Exercise material start

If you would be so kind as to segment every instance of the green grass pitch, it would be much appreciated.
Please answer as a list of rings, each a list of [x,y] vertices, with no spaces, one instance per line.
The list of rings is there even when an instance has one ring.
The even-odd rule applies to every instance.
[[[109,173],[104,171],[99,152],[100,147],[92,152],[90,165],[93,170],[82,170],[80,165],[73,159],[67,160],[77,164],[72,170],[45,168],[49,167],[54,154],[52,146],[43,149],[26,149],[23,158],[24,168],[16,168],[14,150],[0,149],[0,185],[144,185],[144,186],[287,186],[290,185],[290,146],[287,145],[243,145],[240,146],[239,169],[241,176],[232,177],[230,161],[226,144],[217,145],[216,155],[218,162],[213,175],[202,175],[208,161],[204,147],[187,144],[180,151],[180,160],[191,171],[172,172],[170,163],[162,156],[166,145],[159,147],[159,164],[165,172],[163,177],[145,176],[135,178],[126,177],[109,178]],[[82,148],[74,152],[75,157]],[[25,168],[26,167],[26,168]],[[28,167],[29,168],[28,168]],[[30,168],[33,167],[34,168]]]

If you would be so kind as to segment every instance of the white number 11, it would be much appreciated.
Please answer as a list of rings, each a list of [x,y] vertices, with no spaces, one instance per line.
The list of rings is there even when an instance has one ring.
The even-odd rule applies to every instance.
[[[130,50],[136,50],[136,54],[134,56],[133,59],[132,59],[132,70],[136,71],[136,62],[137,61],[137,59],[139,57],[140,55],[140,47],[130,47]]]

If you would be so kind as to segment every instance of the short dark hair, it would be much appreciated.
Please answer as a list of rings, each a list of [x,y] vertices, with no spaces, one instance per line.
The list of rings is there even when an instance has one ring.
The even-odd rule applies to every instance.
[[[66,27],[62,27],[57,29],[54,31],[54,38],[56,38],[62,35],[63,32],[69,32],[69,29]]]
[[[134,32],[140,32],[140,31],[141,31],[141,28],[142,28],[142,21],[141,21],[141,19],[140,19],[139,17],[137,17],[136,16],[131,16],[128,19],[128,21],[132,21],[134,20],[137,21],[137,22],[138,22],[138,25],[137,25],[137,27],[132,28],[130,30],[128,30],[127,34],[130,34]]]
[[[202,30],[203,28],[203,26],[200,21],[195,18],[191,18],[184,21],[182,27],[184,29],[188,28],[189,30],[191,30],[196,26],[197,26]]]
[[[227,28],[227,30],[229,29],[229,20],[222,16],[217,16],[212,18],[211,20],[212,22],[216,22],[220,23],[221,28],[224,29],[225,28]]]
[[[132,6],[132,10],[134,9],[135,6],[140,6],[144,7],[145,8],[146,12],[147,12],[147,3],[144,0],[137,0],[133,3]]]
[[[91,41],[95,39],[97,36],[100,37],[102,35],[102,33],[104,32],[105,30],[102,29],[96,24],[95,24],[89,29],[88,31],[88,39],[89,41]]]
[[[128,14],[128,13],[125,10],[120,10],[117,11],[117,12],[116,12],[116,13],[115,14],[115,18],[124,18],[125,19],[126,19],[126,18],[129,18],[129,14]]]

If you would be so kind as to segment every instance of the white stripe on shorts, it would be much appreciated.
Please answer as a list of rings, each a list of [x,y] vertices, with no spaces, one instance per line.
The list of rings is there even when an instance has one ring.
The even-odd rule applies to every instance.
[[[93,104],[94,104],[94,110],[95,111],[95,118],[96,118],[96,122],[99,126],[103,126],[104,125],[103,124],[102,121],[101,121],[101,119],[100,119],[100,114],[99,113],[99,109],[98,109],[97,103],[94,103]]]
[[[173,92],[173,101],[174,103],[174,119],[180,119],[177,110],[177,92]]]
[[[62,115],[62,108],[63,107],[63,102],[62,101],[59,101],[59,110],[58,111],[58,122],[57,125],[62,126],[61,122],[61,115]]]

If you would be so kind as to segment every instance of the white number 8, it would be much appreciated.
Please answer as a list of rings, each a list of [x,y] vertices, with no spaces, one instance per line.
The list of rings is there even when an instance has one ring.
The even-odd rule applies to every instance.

Exercise material end

◆ What is needed ◆
Repeat every record, keeping each word and mark exactly as it is.

◆ Solution for this exercise ◆
If you would be so kind as to segment every instance of the green grass pitch, it would be much appreciated.
Please answer as a list of rings, each a list of [x,y] vertices, with no spaces, one instance per line.
The list of rings is there even when an instance has one ring.
The even-odd rule applies to every instance.
[[[109,173],[104,171],[99,152],[100,147],[92,152],[90,165],[93,170],[82,170],[80,165],[73,159],[67,160],[77,164],[72,170],[45,168],[49,167],[54,154],[52,146],[43,149],[26,149],[23,158],[24,168],[16,168],[14,150],[0,149],[0,185],[144,185],[144,186],[287,186],[290,185],[290,146],[287,145],[243,145],[240,146],[239,169],[241,176],[232,177],[230,161],[226,144],[217,145],[216,155],[218,162],[213,175],[202,175],[208,161],[204,147],[187,144],[180,151],[180,160],[191,171],[172,172],[170,163],[162,156],[166,145],[159,147],[159,164],[165,172],[163,177],[145,176],[135,178],[126,177],[109,178]],[[82,148],[74,152],[75,157]],[[25,168],[26,167],[26,168]],[[28,167],[29,168],[28,168]],[[30,168],[33,167],[34,168]]]

If you would be so kind as to segment every instance of the white number 11, it would be much appreciated.
Please answer as a list of rings, each a list of [x,y] vertices, with no spaces, one instance per line.
The list of rings is there even when an instance has one ring.
The even-odd rule applies to every instance.
[[[130,50],[136,50],[136,54],[134,56],[133,59],[132,59],[132,70],[136,71],[136,62],[137,61],[137,59],[139,57],[140,55],[140,47],[130,47]]]

If you would be so kind as to segment every instance of the short dark hair, it would be much appreciated.
Please answer as a list of rings, each a list of [x,y] vertices, with no spaces, one instance per line.
The list of rings is there even when an instance has one ring.
The even-odd rule applies to every instance.
[[[66,27],[62,27],[57,29],[54,31],[54,38],[56,38],[62,35],[63,32],[69,32],[69,29]]]
[[[134,32],[140,32],[140,31],[141,31],[141,28],[142,28],[142,21],[141,21],[141,19],[140,19],[139,17],[137,17],[136,16],[131,16],[128,19],[128,21],[132,21],[134,20],[137,21],[137,22],[138,22],[138,25],[137,25],[137,27],[132,28],[130,30],[128,30],[127,34],[130,34]]]
[[[202,30],[203,28],[203,26],[200,21],[195,18],[191,18],[184,21],[182,27],[184,29],[188,28],[189,30],[191,30],[196,26],[197,26]]]
[[[227,28],[227,30],[229,29],[229,20],[222,16],[217,16],[212,18],[211,20],[212,22],[216,22],[220,23],[221,28],[224,29],[225,28]]]
[[[132,6],[132,10],[134,9],[135,6],[140,6],[144,7],[145,8],[146,12],[147,12],[147,3],[144,0],[137,0],[133,3]]]
[[[91,41],[95,39],[97,36],[100,37],[102,35],[102,33],[104,32],[105,30],[102,29],[96,24],[95,24],[89,29],[88,31],[88,39],[89,41]]]
[[[128,14],[128,13],[125,10],[120,10],[117,11],[117,12],[116,12],[116,13],[115,14],[115,18],[124,18],[125,19],[126,19],[126,18],[129,18],[129,14]]]

If you would be so kind as to segment every instance of the white stripe on shorts, it would be much appreciated.
Please answer as a list of rings, each a list of [x,y] vertices, with no spaces, one instance per line.
The list of rings is there even when an instance has one ring.
The even-odd rule applies to every instance.
[[[93,104],[94,104],[94,110],[95,111],[95,118],[96,118],[96,122],[99,126],[103,126],[104,125],[103,124],[102,121],[101,121],[101,119],[100,119],[100,114],[99,113],[99,109],[98,109],[97,103],[94,103]]]
[[[173,92],[173,101],[174,103],[174,119],[180,119],[177,110],[177,92]]]
[[[62,115],[62,108],[63,107],[63,102],[62,101],[59,101],[59,110],[58,111],[58,122],[57,125],[62,126],[61,122],[61,115]]]

If you would be so kind as to segment every instance of the white number 8, it would be much appreciated.
Please answer as a list of rings, each a list of [x,y] vertices, with no spaces, one instance per line.
The list of rings is there even when an instance has one ring.
The even-odd rule applies to every instance.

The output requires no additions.